> _What this task involves_
Write out each of the following items verbatim, leaving every character unchanged.

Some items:
────────────────

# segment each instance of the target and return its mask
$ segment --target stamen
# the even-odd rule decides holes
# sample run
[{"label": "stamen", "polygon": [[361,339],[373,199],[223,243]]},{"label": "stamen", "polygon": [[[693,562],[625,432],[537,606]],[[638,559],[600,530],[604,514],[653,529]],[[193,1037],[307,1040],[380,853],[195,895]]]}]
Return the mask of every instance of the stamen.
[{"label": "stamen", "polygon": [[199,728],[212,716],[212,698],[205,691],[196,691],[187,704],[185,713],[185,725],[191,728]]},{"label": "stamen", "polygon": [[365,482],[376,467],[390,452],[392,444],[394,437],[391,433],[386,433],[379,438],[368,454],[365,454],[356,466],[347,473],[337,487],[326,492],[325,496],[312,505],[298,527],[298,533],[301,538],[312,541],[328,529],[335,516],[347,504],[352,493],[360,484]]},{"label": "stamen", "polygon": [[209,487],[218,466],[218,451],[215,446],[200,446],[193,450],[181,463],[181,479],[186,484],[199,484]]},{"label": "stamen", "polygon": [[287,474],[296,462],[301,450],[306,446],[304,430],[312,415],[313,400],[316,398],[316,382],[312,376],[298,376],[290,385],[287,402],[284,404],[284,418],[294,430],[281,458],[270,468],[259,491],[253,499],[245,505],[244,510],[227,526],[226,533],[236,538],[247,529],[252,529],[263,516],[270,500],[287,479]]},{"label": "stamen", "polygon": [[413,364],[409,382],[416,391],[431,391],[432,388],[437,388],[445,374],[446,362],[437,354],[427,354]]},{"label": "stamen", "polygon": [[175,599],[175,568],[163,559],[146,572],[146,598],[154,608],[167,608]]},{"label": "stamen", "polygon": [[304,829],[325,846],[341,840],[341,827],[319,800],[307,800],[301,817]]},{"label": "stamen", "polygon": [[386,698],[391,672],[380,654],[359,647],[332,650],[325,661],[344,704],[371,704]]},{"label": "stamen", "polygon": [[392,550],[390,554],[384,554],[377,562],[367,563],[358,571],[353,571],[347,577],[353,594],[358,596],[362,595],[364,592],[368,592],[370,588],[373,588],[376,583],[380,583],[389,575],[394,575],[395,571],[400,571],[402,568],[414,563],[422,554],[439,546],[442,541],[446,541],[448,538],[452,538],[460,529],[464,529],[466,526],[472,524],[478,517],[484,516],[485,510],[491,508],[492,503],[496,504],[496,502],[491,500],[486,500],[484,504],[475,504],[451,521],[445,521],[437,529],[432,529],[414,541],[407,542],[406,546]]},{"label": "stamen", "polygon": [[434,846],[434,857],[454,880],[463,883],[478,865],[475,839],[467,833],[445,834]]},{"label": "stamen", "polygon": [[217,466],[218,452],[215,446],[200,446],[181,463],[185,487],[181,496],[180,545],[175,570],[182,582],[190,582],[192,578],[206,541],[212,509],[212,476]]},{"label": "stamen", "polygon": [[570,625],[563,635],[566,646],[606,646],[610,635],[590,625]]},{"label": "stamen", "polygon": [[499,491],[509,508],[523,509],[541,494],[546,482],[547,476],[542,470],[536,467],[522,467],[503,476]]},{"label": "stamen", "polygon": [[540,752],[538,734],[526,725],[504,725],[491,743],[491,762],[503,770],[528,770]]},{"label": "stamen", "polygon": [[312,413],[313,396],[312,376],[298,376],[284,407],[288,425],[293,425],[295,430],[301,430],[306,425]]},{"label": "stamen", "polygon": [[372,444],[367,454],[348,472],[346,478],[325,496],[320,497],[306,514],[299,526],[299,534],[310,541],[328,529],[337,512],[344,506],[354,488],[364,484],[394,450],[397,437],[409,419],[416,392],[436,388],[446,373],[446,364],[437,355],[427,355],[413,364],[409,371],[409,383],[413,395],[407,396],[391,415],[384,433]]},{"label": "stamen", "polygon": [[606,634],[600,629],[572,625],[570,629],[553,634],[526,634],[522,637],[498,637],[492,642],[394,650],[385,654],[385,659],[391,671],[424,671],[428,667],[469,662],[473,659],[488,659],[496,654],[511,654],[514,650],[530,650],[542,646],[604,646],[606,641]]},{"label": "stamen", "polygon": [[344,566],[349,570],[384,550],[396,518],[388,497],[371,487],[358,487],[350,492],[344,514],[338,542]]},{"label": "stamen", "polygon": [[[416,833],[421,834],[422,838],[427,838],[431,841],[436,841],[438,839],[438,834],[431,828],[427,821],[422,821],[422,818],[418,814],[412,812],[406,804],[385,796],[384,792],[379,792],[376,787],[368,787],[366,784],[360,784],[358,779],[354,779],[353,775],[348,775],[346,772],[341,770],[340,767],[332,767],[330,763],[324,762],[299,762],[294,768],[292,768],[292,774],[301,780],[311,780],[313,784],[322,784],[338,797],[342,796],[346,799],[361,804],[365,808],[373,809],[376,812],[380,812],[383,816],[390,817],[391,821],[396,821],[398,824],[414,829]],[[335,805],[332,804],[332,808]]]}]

────────────────

> _Full output_
# segment each instance of the target and return its mask
$ segment --target stamen
# the even-odd rule decides holes
# sample run
[{"label": "stamen", "polygon": [[361,339],[373,199],[223,243]]},{"label": "stamen", "polygon": [[[693,562],[625,432],[537,606]],[[638,559],[600,530],[604,514],[653,529]],[[193,1037],[307,1040],[380,853],[195,895]]]}]
Return the mask of every instance of the stamen.
[{"label": "stamen", "polygon": [[199,728],[212,716],[212,698],[205,691],[196,691],[187,704],[185,713],[185,725],[191,728]]},{"label": "stamen", "polygon": [[365,482],[376,467],[390,452],[392,444],[394,437],[391,433],[386,433],[379,438],[368,454],[365,454],[356,466],[347,473],[337,487],[326,492],[325,496],[312,505],[298,527],[298,533],[301,538],[312,541],[328,529],[335,516],[347,504],[352,493],[360,484]]},{"label": "stamen", "polygon": [[209,487],[218,466],[218,451],[215,446],[200,446],[193,450],[181,463],[181,479],[186,484],[199,484]]},{"label": "stamen", "polygon": [[287,474],[296,462],[301,450],[306,446],[304,430],[312,415],[313,400],[316,398],[316,382],[312,376],[298,376],[290,385],[287,402],[284,404],[284,418],[294,430],[281,458],[270,468],[259,491],[253,499],[245,505],[244,510],[227,526],[226,533],[236,538],[247,529],[252,529],[263,516],[270,500],[287,479]]},{"label": "stamen", "polygon": [[413,364],[409,382],[416,391],[431,391],[432,388],[437,388],[445,374],[446,362],[437,354],[427,354]]},{"label": "stamen", "polygon": [[175,599],[175,568],[163,559],[146,572],[146,598],[154,608],[167,608]]},{"label": "stamen", "polygon": [[304,829],[325,846],[341,840],[341,827],[319,800],[307,800],[301,817]]},{"label": "stamen", "polygon": [[386,698],[391,672],[380,654],[359,647],[332,650],[325,661],[344,704],[371,704]]},{"label": "stamen", "polygon": [[392,550],[390,554],[384,554],[377,562],[367,563],[358,571],[353,571],[347,577],[353,594],[358,596],[362,595],[364,592],[368,592],[370,588],[373,588],[376,583],[380,583],[389,575],[394,575],[395,571],[400,571],[402,568],[414,563],[422,554],[439,546],[442,541],[446,541],[448,538],[452,538],[460,529],[464,529],[466,526],[472,524],[478,517],[484,516],[485,510],[491,508],[492,503],[496,504],[496,502],[491,500],[486,500],[484,504],[475,504],[451,521],[445,521],[437,529],[432,529],[414,541],[407,542],[406,546]]},{"label": "stamen", "polygon": [[434,846],[434,857],[454,880],[463,883],[478,865],[475,839],[467,833],[445,834]]},{"label": "stamen", "polygon": [[217,466],[218,452],[215,446],[200,446],[181,463],[185,487],[181,496],[180,545],[175,570],[182,582],[190,582],[192,578],[206,541],[212,509],[212,476]]},{"label": "stamen", "polygon": [[570,625],[563,635],[566,646],[606,646],[610,635],[590,625]]},{"label": "stamen", "polygon": [[499,491],[509,508],[523,509],[541,494],[546,482],[547,476],[542,470],[536,467],[522,467],[503,476]]},{"label": "stamen", "polygon": [[540,752],[538,734],[526,725],[504,725],[491,743],[491,762],[503,770],[528,770]]},{"label": "stamen", "polygon": [[312,413],[313,396],[312,376],[298,376],[284,407],[288,425],[293,425],[295,430],[301,430],[306,425]]},{"label": "stamen", "polygon": [[372,444],[367,454],[348,472],[346,478],[325,496],[320,497],[306,514],[299,526],[299,534],[310,541],[328,529],[337,512],[344,506],[354,488],[364,484],[394,450],[397,437],[409,419],[416,392],[436,388],[446,373],[446,364],[437,355],[427,355],[413,364],[409,371],[409,383],[413,395],[407,396],[391,415],[384,433]]},{"label": "stamen", "polygon": [[606,634],[600,629],[572,625],[570,629],[553,634],[526,634],[522,637],[498,637],[492,642],[394,650],[385,654],[385,659],[391,671],[424,671],[428,667],[469,662],[473,659],[488,659],[496,654],[511,654],[514,650],[530,650],[542,646],[604,646],[606,641]]},{"label": "stamen", "polygon": [[344,566],[349,570],[384,550],[396,518],[388,497],[371,487],[358,487],[350,492],[344,514],[338,542]]},{"label": "stamen", "polygon": [[[416,833],[421,834],[422,838],[427,838],[431,841],[436,841],[438,839],[438,834],[431,828],[427,821],[422,821],[422,818],[418,814],[412,812],[406,804],[385,796],[384,792],[379,792],[376,787],[368,787],[366,784],[360,784],[358,779],[354,779],[353,775],[348,775],[346,772],[341,770],[340,767],[332,767],[330,763],[324,762],[299,762],[294,768],[292,768],[292,774],[301,780],[311,780],[313,784],[322,784],[338,797],[342,796],[346,799],[361,804],[365,808],[373,809],[376,812],[380,812],[383,816],[390,817],[391,821],[396,821],[398,824],[414,829]],[[335,805],[332,804],[332,808]]]}]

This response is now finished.